Source document

The biggest share of South Africa’s venture capital over the past
three years has gone to the information and communications technology (ICT)
sector. This is according to a survey by the Southern African Venture Capital
and Private Equity Association (Savca).
Venture capital is funding for hi-tech, potentially high-growth
businesses, typically provided by private equity companies.
The survey results, released yesterday, showed that ICT absorbed
35 percent of the total, while 25 percent went to the life sciences sector,
which includes health, pharmaceuticals and medical devices.
Stephan Lamprecht, the chief executive of Venture
Solutions, said: “Substantial existing biotech investments are still on the
books of primarily publicly funded investors – for example universities or
other research institutions.”
But he said there was “virtually no new funding in the (2009-2012)
survey period”.
In contrast energy, which attracted little venture capital before
2009, according to Savca, received nearly 15 percent of the funds since then.
The survey of 11 investment funds engaged in venture capital
between 2009 and July this year showed cumulative investment worth R830
million.
Presenting the report, Lamprecht noted that the scope of venture
capital activity in South Africa was far broader than the numbers in the
report.
Many investors known to invest in this asset class did not take
part in the survey, he said. They included angel investors, corporate
investors, enterprise development initiatives and “well-known entities” such as
Business Partners. The latter is a specialist risk finance firm for small and
medium enterprises in the formal sector.

Data records
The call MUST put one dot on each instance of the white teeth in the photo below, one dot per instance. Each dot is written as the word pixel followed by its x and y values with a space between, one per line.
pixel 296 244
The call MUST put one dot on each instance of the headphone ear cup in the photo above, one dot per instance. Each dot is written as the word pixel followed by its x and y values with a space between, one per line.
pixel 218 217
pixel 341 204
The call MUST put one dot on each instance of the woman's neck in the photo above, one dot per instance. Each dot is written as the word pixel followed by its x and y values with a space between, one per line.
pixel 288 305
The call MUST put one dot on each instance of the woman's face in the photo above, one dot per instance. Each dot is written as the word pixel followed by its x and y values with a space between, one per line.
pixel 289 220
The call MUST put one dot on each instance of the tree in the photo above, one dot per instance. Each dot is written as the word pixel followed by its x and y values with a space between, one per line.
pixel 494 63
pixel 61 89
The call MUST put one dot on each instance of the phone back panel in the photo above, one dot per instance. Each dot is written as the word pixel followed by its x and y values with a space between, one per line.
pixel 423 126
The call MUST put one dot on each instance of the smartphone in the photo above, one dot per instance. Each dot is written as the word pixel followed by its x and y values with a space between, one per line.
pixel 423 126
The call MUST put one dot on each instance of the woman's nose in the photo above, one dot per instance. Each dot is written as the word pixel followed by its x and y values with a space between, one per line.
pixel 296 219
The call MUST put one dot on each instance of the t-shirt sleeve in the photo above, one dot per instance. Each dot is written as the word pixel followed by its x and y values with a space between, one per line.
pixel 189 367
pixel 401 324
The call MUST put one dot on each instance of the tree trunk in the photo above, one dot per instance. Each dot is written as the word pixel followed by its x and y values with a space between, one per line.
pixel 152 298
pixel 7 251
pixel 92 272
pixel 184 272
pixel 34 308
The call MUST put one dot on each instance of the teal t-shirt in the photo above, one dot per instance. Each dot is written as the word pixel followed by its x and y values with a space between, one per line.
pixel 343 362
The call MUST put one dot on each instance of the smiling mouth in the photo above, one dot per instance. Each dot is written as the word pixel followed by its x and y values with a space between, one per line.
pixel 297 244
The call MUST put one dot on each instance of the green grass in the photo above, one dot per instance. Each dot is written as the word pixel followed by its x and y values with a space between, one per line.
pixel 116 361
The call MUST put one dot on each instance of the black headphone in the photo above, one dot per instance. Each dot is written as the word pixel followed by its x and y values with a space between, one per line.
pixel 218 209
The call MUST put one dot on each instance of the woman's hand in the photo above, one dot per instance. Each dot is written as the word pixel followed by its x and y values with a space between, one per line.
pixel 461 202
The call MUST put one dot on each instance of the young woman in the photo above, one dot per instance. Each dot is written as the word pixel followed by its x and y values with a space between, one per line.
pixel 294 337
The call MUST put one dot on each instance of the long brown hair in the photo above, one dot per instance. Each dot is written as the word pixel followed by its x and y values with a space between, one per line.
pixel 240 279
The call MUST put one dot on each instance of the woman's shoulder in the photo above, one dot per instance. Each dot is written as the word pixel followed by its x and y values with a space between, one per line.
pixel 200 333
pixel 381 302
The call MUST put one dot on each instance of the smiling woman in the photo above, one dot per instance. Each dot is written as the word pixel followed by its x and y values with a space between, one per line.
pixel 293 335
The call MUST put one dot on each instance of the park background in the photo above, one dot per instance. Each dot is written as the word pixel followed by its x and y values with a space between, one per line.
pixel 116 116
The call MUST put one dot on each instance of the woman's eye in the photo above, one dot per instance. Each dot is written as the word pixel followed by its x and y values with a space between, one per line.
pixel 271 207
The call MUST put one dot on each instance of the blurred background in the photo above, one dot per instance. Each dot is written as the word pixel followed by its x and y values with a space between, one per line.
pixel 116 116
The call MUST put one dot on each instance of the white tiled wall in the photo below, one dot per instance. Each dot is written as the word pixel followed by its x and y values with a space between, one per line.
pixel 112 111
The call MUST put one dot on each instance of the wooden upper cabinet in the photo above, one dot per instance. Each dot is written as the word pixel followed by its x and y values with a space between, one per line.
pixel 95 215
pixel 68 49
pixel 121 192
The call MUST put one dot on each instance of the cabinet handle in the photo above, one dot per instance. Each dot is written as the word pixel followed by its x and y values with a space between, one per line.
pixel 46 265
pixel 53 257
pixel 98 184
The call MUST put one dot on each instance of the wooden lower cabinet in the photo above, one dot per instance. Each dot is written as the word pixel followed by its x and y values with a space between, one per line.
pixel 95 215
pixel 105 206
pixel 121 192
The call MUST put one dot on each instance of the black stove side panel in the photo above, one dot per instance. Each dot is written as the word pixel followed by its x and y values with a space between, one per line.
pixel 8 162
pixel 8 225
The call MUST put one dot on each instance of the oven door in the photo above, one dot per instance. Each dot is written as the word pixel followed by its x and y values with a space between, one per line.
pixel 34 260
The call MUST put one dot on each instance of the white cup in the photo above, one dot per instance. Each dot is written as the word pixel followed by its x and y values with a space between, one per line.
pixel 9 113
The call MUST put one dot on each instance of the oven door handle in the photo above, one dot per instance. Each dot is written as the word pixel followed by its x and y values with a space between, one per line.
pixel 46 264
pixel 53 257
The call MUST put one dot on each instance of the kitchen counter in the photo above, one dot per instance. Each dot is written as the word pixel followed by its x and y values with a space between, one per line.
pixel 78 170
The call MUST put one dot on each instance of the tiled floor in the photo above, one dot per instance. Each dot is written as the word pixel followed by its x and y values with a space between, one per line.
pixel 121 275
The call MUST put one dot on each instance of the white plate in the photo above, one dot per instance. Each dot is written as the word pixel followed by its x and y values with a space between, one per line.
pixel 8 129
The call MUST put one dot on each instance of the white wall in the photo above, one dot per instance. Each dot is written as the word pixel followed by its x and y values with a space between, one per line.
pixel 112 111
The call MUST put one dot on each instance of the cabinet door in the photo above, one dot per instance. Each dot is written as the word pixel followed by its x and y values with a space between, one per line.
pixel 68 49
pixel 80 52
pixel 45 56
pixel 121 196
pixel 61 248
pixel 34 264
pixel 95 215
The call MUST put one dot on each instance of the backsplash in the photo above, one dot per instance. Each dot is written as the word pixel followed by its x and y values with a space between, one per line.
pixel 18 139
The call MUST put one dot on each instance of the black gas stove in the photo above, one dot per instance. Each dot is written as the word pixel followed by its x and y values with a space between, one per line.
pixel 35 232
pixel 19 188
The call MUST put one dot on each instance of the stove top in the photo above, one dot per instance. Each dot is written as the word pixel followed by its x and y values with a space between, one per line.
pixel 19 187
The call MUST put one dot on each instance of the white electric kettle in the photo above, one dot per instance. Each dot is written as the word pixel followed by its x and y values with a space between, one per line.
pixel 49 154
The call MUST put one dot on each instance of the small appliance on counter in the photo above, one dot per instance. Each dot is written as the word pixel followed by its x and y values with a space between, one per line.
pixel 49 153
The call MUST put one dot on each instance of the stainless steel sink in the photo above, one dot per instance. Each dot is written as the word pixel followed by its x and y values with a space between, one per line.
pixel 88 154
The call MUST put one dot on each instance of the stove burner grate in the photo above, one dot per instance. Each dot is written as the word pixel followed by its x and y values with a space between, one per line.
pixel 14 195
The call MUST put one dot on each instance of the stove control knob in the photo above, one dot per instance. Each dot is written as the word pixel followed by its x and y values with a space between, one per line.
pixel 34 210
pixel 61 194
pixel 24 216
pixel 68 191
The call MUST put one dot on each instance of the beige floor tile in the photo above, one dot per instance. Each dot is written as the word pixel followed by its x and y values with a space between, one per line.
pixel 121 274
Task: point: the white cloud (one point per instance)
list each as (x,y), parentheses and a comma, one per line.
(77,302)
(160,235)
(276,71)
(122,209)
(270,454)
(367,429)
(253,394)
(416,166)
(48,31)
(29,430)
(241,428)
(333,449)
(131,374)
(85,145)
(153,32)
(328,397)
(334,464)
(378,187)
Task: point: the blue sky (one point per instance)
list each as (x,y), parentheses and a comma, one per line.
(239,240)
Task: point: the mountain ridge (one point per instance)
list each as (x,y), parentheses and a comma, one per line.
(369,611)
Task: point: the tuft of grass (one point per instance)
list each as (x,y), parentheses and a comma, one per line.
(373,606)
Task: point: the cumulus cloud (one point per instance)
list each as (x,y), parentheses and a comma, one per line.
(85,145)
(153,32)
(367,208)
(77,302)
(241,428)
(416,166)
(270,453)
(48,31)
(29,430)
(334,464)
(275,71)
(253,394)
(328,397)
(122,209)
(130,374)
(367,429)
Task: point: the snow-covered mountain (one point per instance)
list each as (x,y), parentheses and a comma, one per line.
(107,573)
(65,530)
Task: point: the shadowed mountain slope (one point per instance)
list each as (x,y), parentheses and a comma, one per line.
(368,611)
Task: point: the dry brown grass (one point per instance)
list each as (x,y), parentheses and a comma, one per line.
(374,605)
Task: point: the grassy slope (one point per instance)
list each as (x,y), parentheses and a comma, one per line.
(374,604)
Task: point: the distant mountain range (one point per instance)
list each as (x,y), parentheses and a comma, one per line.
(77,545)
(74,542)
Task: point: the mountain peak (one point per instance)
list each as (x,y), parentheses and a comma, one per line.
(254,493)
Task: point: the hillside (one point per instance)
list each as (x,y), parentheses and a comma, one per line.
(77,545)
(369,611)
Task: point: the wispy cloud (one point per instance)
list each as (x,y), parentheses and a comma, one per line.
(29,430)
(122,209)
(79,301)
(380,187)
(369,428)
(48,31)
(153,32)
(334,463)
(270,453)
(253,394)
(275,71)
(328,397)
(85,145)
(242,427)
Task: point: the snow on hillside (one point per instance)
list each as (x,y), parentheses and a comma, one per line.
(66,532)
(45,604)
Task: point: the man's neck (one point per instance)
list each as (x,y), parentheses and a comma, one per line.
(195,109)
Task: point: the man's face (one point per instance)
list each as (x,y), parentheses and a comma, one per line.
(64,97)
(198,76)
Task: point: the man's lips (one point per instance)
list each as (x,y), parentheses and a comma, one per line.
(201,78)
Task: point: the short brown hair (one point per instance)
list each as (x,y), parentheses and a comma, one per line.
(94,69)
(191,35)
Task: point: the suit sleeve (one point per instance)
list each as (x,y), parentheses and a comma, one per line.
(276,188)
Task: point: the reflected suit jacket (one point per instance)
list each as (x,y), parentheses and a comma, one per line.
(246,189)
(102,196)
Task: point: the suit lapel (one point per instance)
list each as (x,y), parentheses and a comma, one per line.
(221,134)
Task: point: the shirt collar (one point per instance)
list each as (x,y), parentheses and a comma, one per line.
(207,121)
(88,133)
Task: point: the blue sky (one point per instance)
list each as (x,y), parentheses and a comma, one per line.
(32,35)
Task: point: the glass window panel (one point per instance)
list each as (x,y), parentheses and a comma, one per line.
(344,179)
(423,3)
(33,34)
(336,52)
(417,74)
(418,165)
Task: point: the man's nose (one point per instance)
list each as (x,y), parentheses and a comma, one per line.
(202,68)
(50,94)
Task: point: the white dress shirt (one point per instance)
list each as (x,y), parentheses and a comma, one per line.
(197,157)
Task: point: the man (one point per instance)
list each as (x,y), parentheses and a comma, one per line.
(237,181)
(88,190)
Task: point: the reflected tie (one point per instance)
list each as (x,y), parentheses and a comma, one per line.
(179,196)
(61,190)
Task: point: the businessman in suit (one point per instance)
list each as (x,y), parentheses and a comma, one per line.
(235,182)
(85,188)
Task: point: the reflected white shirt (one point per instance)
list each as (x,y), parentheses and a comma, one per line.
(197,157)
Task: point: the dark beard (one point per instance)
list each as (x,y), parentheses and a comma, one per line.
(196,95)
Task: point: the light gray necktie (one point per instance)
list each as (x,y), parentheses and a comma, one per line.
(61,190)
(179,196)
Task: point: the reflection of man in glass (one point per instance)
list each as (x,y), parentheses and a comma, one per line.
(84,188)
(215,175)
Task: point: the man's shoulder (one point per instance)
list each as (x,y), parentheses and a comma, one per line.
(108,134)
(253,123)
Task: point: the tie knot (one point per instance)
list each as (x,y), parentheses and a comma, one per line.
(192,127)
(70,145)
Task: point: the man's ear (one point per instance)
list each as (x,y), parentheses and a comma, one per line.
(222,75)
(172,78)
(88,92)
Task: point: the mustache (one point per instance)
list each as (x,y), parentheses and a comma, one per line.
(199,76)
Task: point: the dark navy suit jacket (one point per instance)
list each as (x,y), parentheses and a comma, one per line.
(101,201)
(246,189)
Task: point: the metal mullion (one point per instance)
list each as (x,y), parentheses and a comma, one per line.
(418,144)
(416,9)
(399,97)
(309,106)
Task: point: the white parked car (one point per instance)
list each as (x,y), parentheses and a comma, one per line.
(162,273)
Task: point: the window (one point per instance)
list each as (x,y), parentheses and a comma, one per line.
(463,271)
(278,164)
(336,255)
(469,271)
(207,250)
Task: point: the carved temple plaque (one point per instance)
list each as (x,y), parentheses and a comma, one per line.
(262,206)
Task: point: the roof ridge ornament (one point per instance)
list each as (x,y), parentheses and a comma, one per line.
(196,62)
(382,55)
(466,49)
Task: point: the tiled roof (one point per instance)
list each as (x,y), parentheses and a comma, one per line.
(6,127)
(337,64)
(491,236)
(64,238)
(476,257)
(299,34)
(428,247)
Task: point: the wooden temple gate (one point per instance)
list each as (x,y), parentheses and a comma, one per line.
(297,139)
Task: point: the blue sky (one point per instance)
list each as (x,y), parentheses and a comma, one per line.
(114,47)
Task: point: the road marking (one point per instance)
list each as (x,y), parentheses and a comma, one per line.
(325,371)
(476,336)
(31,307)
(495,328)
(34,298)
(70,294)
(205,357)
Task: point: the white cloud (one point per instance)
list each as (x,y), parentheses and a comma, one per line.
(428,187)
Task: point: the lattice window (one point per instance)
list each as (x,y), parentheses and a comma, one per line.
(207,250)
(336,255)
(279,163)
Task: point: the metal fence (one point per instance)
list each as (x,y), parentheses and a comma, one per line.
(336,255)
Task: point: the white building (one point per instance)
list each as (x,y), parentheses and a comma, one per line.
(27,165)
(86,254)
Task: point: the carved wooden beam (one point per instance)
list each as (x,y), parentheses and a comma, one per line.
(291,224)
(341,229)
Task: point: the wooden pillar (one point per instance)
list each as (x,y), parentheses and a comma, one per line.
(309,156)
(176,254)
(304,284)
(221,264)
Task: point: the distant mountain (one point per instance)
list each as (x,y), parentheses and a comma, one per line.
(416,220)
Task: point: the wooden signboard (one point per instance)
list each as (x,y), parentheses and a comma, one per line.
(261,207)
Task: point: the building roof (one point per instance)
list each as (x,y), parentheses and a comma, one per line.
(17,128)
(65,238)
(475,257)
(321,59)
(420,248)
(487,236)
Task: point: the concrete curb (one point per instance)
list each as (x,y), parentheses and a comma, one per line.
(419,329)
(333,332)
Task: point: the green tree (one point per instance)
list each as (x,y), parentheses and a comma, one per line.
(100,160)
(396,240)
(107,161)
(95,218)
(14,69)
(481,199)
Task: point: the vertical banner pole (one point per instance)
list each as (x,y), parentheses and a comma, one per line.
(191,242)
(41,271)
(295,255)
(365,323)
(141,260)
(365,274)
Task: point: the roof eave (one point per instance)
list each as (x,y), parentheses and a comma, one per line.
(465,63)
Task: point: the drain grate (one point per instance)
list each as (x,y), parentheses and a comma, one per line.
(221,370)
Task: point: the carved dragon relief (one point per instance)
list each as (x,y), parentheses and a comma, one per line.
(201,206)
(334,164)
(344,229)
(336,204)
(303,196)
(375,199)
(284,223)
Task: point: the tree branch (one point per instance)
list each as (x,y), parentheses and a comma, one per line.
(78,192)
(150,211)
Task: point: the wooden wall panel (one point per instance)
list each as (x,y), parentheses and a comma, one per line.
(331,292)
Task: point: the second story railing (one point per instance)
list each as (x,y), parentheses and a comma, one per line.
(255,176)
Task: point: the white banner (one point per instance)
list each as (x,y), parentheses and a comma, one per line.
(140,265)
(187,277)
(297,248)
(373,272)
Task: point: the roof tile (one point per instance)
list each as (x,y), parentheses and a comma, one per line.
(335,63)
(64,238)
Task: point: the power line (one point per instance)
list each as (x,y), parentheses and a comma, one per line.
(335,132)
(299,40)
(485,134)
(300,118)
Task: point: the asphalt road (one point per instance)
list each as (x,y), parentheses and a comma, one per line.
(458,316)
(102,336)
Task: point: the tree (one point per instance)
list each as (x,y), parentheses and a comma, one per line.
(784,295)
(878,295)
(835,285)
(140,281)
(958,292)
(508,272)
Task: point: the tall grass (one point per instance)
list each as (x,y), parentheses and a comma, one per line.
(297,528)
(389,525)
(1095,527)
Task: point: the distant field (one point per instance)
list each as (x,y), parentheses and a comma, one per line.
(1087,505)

Your objective
Could you reproduce the passage of the venture capital survey article from "Stephan Lamprecht, the" to "in the (2009-2012)" word for word?

Response to this exercise
Stephan Lamprecht, the chief executive of Venture
Solutions, said: “Substantial existing biotech investments are still on the
books of primarily publicly funded investors – for example universities or
other research institutions.”
But he said there was “virtually no new funding in the (2009-2012)